_ФРАГМЕНТ СТРАНИЦЫ_
────────────────

В тот момент, когда пациент начинает отказываться от мгновенной и абсолютной «истины» диссоциативной реальности в пользу внутреннего конфликта и человеческих отношений, пациент обнаруживает, что нет пути без боли. Рассел в недавней статье говорит об опыте признания и обработки травмы как требующем способности к определенному виду горя».
Фрэнк Патнем:
«[Диссоциация – это] выход, когда нет никакого выхода».
Шелдон Бах:
«Нормальный ребенок защищен своим окружением, которое присматривает за его основными потребностями, и доверие к этой защите является тем, что позволяет ему жить в своей собственной субъективности без того, чтобы быть на страже.
П. не была защищена – она была атакована – и, таким образом, она никогда не могла позволить себе роскошь жизни от первого лица; она должна была стать своим собственным защитником; и для того, чтобы заботиться о себе, она переехала в третье лицо и стала наблюдателем своей жизни, вместо того, чтобы быть тем, кто проживает ее».
Филип Бромберг:
«Опекунство такого масштаба требует такого высокого уровня бдительности, что оно становится изнурительным заменителем жизни».

────────────────

_УСЛОВИЯ ЗАДАНИЯ_
Дополните подборку высказываний о диссоциации и травме, продолжив ее после последней приведенной цитаты.

────────────────

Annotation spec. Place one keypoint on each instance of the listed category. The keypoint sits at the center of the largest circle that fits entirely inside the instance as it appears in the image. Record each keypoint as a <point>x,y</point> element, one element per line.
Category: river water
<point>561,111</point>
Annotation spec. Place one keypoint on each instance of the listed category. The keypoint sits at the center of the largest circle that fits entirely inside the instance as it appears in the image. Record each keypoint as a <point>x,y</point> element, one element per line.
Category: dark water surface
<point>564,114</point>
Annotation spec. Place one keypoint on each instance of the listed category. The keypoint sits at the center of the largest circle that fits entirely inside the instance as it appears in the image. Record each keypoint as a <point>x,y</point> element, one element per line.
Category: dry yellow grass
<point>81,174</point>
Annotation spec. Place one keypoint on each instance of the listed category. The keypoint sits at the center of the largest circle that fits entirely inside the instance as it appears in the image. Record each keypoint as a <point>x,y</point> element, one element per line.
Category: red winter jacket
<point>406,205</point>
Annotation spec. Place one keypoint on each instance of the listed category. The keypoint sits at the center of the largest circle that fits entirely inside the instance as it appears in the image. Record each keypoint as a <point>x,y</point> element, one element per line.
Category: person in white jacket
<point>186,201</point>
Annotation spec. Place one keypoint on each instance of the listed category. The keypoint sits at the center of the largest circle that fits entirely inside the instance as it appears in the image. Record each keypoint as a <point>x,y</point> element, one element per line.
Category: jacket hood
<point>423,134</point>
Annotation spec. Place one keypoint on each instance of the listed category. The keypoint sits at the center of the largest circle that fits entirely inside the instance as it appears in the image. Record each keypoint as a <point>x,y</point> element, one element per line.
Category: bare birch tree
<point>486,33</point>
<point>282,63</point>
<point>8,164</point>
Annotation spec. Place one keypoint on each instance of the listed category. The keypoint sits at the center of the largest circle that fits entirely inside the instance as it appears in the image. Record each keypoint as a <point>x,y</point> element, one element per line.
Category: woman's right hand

────────────────

_ПОЛЕ ОТВЕТА_
Шелдон Бах:
По сути П. создала множественные фальшивые самости, чтобы справляться с миром и облегчать ее невыносимое страдание. Хотя некоторые из этих самостей были весьма полезными некоторое время, ни одна из них не чувствовала себя устойчиво реальной, и все они приводили к паническим атакам.
Филип Бромберг:
«Для того, кто перенес такого рода травму и использует диссоциацию как единственно верный способ защитить себя от самоуничтожения, тот факт, что она живет с интенсивной тревогой – одновременно и хорошие, и плохие новости.
…
Хорошая новость – что тревога говорит о необычной способности к совместному сознанию между двумя диссоциированными аспектами самости (размещении в сознании обоих аспектов самости без диссоциации): уязвимым, переполненным страхом ребенком, который всегда остается в ужасе дисрегуляции аффекта, и самостью, которую видит мир – самостью, которая, по словам П. - ложь, потому что она маскирует перепуганного ребенка, скрытого от мира.
Но травмированный ребенок не маскируется от самой П. – факт, который вызывает сильную боль, но также несет в себе терапевтическое преимущество.
Ее способность к совместному сознанию означает, что ее диссоциативная ментальная структура является достаточно гибкой, чтобы обеспечить доступ к травмированной самости здесь-и-сейчас, не вызывая той войны в лечении, которая часто происходит при попытке способствовать совместному существованию различных состояний самости».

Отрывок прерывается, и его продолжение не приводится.